— START OF MATERIAL SUPPLIED —

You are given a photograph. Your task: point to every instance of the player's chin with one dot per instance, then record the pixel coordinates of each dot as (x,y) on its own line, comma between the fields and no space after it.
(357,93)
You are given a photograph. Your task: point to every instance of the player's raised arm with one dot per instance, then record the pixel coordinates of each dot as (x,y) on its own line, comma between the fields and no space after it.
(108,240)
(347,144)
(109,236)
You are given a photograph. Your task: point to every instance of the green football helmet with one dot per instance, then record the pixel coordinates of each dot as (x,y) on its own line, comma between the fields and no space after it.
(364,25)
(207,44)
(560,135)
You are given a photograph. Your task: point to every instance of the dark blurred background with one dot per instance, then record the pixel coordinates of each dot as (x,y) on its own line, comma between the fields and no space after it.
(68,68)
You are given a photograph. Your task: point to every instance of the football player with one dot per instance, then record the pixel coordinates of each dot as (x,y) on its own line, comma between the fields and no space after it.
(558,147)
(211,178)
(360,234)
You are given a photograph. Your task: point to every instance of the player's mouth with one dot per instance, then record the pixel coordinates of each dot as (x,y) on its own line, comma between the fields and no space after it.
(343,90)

— END OF MATERIAL SUPPLIED —

Give the items above as a two-column CSV with the header row item,answer and one row for each item. Put each item's text and its answer in their own quoted fields, with line breaks replaced by spaces.

◆ **SOLUTION BELOW**:
item,answer
"You are given a photograph. Your task: point to every instance of the player's chin with one dot per instance, then record the pixel coordinates of each dot as (x,y) on its own line, comma between the fields and no space after it.","(357,93)"
"You are given a photograph. Your task: point to every instance of the player's raised arm with one dot per instance, then record the pixel coordinates of each dot as (x,y) on its own line, comma between the fields and no space after it.","(108,240) (347,144) (109,236)"
"You are given a photograph. Your task: point to every instance of the green football helmet with one dot per instance, then record the pixel coordinates of each dot as (x,y) on its own line, comma between the fields and no space after it.","(364,25) (207,44) (560,135)"
"You are given a photograph. Your task: point to every instance of the dark blurred background with one dot per instance, then record the pixel coordinates of each dot as (x,y) on its own line, comma between the fields and no space after it.","(68,68)"
"You are given a photograph. Your task: point to every instance of the football player with one dot per instance, then record the pixel coordinates of each dot as (x,y) on its own line, comma between the fields and no space after it.","(558,147) (211,178) (360,234)"
"You are given a photograph. Your task: point to every instance of the player's mouth with one dot per instance, then record the pixel coordinates of each dot as (x,y) on its own line, comma between the fields and no space after it.","(343,90)"